#### Source material

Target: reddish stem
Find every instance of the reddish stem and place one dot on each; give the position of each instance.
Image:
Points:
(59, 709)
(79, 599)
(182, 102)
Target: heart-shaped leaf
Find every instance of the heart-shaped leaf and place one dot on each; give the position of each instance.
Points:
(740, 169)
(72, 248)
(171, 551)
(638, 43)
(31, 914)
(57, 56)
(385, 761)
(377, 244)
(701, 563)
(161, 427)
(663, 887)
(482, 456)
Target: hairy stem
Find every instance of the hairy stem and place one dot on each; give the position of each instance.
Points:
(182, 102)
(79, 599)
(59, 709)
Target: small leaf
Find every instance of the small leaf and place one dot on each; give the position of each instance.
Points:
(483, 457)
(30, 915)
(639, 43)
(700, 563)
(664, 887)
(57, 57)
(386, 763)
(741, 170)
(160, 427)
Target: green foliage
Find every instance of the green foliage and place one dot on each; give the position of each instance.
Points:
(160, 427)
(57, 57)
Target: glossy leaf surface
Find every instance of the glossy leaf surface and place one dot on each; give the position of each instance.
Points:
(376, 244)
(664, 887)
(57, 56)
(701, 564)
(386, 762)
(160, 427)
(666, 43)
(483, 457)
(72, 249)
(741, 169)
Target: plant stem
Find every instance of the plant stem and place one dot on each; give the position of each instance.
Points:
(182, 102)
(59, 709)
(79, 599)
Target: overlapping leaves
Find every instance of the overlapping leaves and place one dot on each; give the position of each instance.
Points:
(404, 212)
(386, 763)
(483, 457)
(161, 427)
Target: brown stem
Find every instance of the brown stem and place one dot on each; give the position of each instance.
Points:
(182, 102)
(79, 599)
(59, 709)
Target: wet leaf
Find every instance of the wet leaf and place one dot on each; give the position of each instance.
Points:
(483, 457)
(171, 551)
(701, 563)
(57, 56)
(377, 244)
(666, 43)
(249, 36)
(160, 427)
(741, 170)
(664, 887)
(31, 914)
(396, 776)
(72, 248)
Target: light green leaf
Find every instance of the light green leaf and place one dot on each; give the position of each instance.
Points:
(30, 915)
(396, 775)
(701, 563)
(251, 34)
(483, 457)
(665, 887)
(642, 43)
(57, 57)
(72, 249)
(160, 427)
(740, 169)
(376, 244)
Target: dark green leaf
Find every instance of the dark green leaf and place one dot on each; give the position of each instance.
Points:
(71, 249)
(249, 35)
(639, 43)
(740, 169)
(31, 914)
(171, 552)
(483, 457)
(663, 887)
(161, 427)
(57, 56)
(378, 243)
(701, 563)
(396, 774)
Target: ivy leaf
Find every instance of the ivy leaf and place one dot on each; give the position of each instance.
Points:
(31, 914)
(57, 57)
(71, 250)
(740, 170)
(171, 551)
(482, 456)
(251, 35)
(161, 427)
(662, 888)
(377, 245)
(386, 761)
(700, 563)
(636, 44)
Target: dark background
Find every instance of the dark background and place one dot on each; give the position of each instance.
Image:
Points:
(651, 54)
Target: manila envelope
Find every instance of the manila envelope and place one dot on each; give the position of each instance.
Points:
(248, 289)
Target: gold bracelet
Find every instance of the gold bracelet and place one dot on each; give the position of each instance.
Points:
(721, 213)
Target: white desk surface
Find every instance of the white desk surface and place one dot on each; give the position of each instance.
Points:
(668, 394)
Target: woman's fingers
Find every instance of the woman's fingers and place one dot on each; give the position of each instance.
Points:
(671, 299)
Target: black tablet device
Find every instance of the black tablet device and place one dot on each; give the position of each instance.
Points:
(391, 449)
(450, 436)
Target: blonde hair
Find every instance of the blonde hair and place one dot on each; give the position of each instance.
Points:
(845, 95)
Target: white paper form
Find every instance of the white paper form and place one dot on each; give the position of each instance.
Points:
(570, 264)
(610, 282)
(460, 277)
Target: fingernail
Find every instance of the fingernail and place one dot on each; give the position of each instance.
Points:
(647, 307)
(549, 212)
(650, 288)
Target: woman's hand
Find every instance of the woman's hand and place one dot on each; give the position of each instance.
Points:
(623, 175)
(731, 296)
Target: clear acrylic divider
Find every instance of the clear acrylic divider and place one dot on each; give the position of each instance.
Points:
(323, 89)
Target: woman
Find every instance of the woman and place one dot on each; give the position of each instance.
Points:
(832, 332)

########

Print every record exactly as it was given.

Target: reddish stem
Find every instance of the reddish stem and place one dot on each; give the position of each instance.
Image:
Points:
(59, 709)
(79, 599)
(182, 102)
Target: heart-shaped leaf
Find every instance of the heart-shaped leaf and place one dot on each; give the position of each instance.
Points:
(740, 169)
(72, 248)
(171, 551)
(638, 43)
(31, 914)
(57, 56)
(385, 761)
(377, 244)
(701, 563)
(161, 427)
(663, 887)
(482, 456)
Target: hairy stem
Find every instance of the hairy stem and place one dot on each; give the position of each instance.
Points:
(182, 102)
(79, 599)
(59, 709)
Target: small leaf
Find every instance of the small leaf and place one dot on each; give the position of each instance.
Points:
(483, 457)
(30, 915)
(639, 43)
(700, 563)
(664, 887)
(57, 57)
(386, 763)
(741, 170)
(160, 427)
Target: green foliage
Find every instance of the green foliage and place one dot on each; give the position of each instance.
Points:
(160, 427)
(57, 57)
Target: glossy leaf surface
Find every instance of the glossy leaf surface and place one dot on each; give the position of each instance.
Points:
(376, 244)
(664, 887)
(57, 56)
(701, 564)
(386, 762)
(160, 427)
(666, 43)
(483, 457)
(72, 249)
(741, 169)
Target: plant stem
Find every instance of the plant stem and place one dot on each; give the position of each instance.
Points:
(182, 102)
(59, 709)
(79, 599)
Target: overlapping leaves
Find every instance of the overlapping leaves and place one dot on each; give the position of each instance.
Points:
(404, 212)
(386, 763)
(483, 457)
(161, 427)
Target: brown stem
Find every instance of the brown stem and place one dot on each; give the position of each instance.
Points:
(182, 102)
(79, 599)
(59, 709)
Target: wet leaf
Find every instance of the wet leaf and place one dot on each; give the position of each instance.
Points:
(483, 457)
(171, 551)
(701, 563)
(57, 56)
(377, 244)
(666, 43)
(249, 36)
(160, 427)
(741, 170)
(664, 887)
(31, 914)
(396, 776)
(72, 248)
Target: light green leaf
Find every instance of the light green leaf and place one dot on each; give the position of each instance.
Points:
(30, 915)
(396, 775)
(701, 563)
(251, 34)
(483, 457)
(665, 887)
(642, 43)
(57, 57)
(72, 249)
(160, 427)
(740, 169)
(376, 244)
Target: dark green leaf
Find every instance of the dark green leaf and place one dot on each; give the position of each instance.
Points:
(71, 249)
(249, 35)
(639, 43)
(740, 169)
(31, 914)
(171, 552)
(483, 457)
(663, 887)
(161, 427)
(57, 56)
(378, 243)
(701, 563)
(396, 774)
Target: ivy leaf
Find every instance of the ivy leaf and place one dot on each; give the position of each instance.
Points:
(31, 914)
(57, 57)
(71, 250)
(740, 170)
(171, 551)
(482, 456)
(251, 35)
(161, 427)
(662, 888)
(377, 245)
(386, 761)
(700, 563)
(636, 44)
Target: dark background
Find every instance of the dark background and place one dot on each; give the position of each instance.
Image:
Points:
(651, 54)
Target: manila envelope
Find every instance of the manila envelope and place one dot on each; give the position of each instance.
Points:
(248, 289)
Target: gold bracelet
Find every instance of the gold bracelet and place one dot on each; give the position of each instance.
Points:
(721, 213)
Target: white desk surface
Find every instance of the white desk surface and place one dot on each; give the position of each instance.
Points:
(668, 394)
Target: woman's fingers
Find every instance of the woman's fingers and place one dot on each; give the position of each instance.
Points:
(671, 299)
Target: black tablet device
Find every instance of the black tablet device and place one dot on each; give the position of each instance.
Points:
(391, 449)
(450, 436)
Target: blonde hair
Find every instance of the blonde hair and place one dot on each; give the position of each instance.
Points:
(845, 95)
Target: white paper form
Find every instance of the white paper form and place one dot on each; give the position of each instance.
Points:
(570, 264)
(610, 282)
(460, 277)
Target: fingernail
Find every instance of the fingernail and place one dot on each; give the position of each instance.
Points:
(647, 307)
(549, 212)
(650, 288)
Target: woman's hand
Find every instance of the woman's hand and place one dot on each; give the position of each instance.
Points:
(623, 175)
(731, 296)
Target: clear acrylic divider
Find every instance of the clear acrylic divider and place one dot on each; give the position of each instance.
Points:
(323, 89)
Target: woman
Find every instance of the woman and place one dot on each; give the position of each instance.
Points:
(832, 332)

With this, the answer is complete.